The data below is to be returned in full and exactly.

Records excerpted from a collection
----------------

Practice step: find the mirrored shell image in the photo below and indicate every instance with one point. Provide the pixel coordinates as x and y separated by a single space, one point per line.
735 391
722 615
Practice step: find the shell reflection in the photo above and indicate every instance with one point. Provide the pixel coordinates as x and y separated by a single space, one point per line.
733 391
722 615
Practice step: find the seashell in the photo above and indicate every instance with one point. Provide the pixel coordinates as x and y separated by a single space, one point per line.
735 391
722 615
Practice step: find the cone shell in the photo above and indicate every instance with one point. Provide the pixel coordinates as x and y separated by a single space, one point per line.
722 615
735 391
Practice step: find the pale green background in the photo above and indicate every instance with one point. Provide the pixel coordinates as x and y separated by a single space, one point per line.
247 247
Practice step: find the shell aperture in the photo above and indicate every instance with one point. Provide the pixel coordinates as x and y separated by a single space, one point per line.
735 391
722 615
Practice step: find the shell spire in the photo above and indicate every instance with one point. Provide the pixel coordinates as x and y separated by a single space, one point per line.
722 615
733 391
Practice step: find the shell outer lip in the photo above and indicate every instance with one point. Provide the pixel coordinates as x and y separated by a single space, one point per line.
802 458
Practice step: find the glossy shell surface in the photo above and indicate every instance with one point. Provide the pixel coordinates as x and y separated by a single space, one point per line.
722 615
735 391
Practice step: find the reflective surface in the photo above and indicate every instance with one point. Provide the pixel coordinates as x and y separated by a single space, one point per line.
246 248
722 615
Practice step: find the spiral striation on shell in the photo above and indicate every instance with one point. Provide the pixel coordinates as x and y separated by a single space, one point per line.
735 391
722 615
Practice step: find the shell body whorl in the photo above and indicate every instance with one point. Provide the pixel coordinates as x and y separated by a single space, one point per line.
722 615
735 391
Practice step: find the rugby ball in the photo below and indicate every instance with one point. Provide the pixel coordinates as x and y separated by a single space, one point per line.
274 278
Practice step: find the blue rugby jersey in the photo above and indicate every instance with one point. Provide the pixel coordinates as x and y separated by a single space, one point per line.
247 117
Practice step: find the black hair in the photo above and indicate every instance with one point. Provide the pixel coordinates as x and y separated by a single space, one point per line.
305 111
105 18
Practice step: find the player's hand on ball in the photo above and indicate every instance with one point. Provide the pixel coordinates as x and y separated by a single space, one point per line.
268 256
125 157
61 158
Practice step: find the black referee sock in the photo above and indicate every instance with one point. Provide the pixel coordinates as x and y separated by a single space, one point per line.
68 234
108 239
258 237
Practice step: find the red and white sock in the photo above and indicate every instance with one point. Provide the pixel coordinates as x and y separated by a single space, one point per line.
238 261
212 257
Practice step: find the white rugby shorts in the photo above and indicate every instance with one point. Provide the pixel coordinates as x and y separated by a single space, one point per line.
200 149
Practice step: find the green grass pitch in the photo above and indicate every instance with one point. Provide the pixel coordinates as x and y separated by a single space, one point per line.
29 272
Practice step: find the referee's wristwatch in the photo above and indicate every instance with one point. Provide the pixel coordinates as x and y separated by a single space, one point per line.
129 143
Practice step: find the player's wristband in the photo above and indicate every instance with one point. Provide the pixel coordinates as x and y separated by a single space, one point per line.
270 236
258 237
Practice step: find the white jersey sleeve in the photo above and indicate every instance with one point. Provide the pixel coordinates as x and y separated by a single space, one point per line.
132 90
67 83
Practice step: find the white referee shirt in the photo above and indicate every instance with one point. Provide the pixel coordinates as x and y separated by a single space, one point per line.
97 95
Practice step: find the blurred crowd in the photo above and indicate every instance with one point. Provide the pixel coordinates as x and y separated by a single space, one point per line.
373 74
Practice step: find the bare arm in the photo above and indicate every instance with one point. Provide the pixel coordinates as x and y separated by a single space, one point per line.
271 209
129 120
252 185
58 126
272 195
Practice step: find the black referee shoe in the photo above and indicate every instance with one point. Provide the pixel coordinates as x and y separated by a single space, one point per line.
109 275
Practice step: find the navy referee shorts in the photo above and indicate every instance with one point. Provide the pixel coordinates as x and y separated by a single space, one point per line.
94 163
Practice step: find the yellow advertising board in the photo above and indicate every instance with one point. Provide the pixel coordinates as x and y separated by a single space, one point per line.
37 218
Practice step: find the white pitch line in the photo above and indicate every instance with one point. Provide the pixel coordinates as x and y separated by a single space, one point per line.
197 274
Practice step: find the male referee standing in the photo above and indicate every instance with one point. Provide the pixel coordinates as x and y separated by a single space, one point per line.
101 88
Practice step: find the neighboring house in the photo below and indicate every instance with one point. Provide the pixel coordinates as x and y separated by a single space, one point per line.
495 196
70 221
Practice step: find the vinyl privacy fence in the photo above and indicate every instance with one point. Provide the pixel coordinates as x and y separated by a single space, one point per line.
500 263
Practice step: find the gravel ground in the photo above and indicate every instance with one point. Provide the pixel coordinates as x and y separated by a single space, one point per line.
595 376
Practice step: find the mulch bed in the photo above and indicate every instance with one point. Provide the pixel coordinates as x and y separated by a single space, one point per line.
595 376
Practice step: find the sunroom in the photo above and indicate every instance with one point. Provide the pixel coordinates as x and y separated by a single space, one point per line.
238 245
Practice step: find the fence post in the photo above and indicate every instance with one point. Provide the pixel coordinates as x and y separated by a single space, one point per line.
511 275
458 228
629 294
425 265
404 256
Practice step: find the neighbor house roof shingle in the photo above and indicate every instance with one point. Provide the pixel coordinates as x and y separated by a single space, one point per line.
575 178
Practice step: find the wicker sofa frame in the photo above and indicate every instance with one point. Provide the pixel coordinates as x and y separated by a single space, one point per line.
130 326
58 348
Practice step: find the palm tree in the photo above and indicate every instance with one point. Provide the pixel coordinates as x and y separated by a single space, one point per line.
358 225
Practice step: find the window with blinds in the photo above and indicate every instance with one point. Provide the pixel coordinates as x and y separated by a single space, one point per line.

----------------

### Expected answer
Practice step: find the mirrored shell image in the photo below and indicate every instance with one point. Provide the pixel coordinates as x and y separated by a single space, one point per line.
735 391
722 615
Practice step: find the shell reflection in the photo above and indicate every instance with one point. Provide the pixel coordinates as x and y separated by a single space, one point per line.
733 391
722 615
Practice step: find the seashell in the photo above and indicate every instance with one point. Provide the pixel coordinates as x and y separated by a single space, one point per line.
735 391
722 615
Practice step: find the cone shell in the photo above and indicate every instance with one point. Provide the pixel coordinates as x and y separated by a single space, one point per line.
722 615
735 391
Practice step: find the pale green background in the photo above and indicate every instance with one point. Provide the pixel coordinates as x and y separated by a single space, one point per line.
247 247
Practice step: find the shell aperture in the photo above and indicate every instance with one point. Provide the pixel coordinates as x and y separated by a single space, one point per line.
735 391
722 615
Practice step: find the shell spire in the photo above and indicate every instance with one point. Provide the pixel coordinates as x and y separated by a single space, one point per line.
722 615
733 391
Practice step: find the shell outer lip in the photo above and indicate every instance with one point. Provide the pixel coordinates as x and y separated by a single space, one point per line.
802 458
Practice step: find the glossy shell surface in the photo above and indicate every instance with one point. Provide the pixel coordinates as x and y separated by a single space, one point per line.
722 615
735 391
Practice step: find the reflective surface in the photo above and indicate every instance with one point. Provide the pixel coordinates as x and y separated by a single space, one point per line.
246 248
722 615
Practice step: find the spiral striation on shell in the photo above and indicate every instance with one point. Provide the pixel coordinates as x and y separated by a single space, one point per line.
735 391
722 615
Practice step: find the shell body whorl in the photo above and indicate every instance with one point. Provide the pixel coordinates as x and y separated by a single space, one point per line.
722 615
735 391
Practice step: find the rugby ball in the photo below and indicate every instance with one point. Provide the pixel coordinates as x and y separated by a single space, one point per line.
274 278
Practice step: find the blue rugby jersey in the photo above and indicate every instance with one point. Provide the pixel coordinates as x and y separated by a single space, one point per line.
247 117
Practice step: find the black hair in the photo above and indicate every instance with one point. Provide the pixel coordinates as x and y separated by a single space, one point per line.
305 111
105 18
Practice step: find the player's hand on ball in the photo above and indicate every instance with one point. Provide the pixel coordinates as x and y separated by a single space, one point per line.
268 256
125 157
61 158
Practice step: find the black referee sock in the photo above and indicate every instance with one point. Provide the pixel coordinates as x and y separated by a single space, one point per line.
68 234
108 239
258 237
Practice step: find the red and white sock in the photo above and indicate every instance with one point. Provide the pixel coordinates as x and y separated by a single space, one point per line.
238 261
212 257
Practice step: find the white rugby shorts in the photo above and indicate every instance with one point. Provide the pixel coordinates as x and y separated by a single space, one point per line.
200 149
Practice step: find the green grass pitch in the photo above and indicate every instance with one point. Provide the pixel coordinates as x and y separated by a single space, one point per line.
29 272
Practice step: find the referee's wristwatch in the photo above and indicate every instance with one point. Provide the pixel coordinates as x and y separated by a single space, one point per line.
129 143
Practice step: find the player's wristband in the photo above and indicate every instance with one point. Provide the pixel coordinates as x and y separated by a single space, one point per line.
270 236
258 237
Practice step: find the white jersey sleeve in the photo above and indicate every instance with one point. Provide the pixel coordinates as x and y separated by a single space, one point per line.
132 90
67 83
Practice step: find the white referee shirt in the photo above and indicate every instance with one point. Provide the pixel coordinates as x and y separated by a single space, one point per line.
97 95
Practice step: find the blurred crowd in the photo above and indicate every instance with one point. Provide the pixel coordinates as x and y separated by a single space, one point per line.
373 74
Practice step: find the bare arm in the photo above and indicate every instance with one point. Provide the pixel coordinates as x and y separated by a single space, one point per line.
271 209
129 120
252 185
58 126
272 195
Practice step: find the black referee shoe in the photo above and indicate every instance with one point. Provide the pixel coordinates as x and y separated by a single space, one point per line.
109 275
Practice step: find the navy referee shorts in the photo above and indicate every instance with one point. Provide the pixel coordinates as x and y separated by a single space, one point per line.
94 163
Practice step: find the yellow advertising board in the photo above and indicate every instance with one point. Provide the pixel coordinates as x and y separated by a single space, one point per line.
37 218
Practice step: find the white pitch line in the photo above and indicate every instance with one point. Provide the pixel coordinates as x and y separated by a single space, one point per line.
197 274
Practice step: find the male referee standing in the photo above and indicate every instance with one point. Provide the pixel coordinates as x and y separated by a single space, one point per line.
101 88
Practice step: find the neighboring house in the photo below and indicate every instance with one point. Provide the pixel coordinates as x and y separated by a single space, one point per line.
495 196
70 221
Practice step: find the vinyl privacy fence in the photo above and indicate every instance with one point. Provide the pixel coordinates as x and y separated by a single space, one point per line.
500 263
Practice step: find the gravel ground in the photo above and indicate every instance with one point. Provide the pixel coordinates as x and y separated by a single space, one point per line.
595 376
Practice step: find the mulch bed in the photo above and indicate every instance with one point. Provide the pixel coordinates as x and y separated by a single space, one point per line.
595 376
Practice step: find the sunroom in the photo above and indicate every instance with one point. Provide the pixel coordinates as x and y separated by a single space, one point per line.
238 245
Practice step: find the fence post in the photo above and indicate every instance with one point. Provide the pixel coordinates as x and y separated by a single space, one point per line.
511 275
458 228
629 294
425 265
404 256
Practice step: find the neighbor house roof shingle in the photo above and indicate every instance with one point. Provide the pixel coordinates as x and y separated by a single space, one point per line.
575 178
Practice step: find the wicker sofa frame in the photo above and indicate every instance with one point. Provide the pixel coordinates as x and y separated by a single space, one point per line.
130 326
58 348
Practice step: find the palm tree in the photo above and indicate every instance with one point. Provide the pixel coordinates as x and y separated by a single space, one point per line.
358 225
Practice step: find the window with blinds in the photo above and indicate every instance with one point. Provide the pixel coordinates as x and y separated by a single space, one point per line.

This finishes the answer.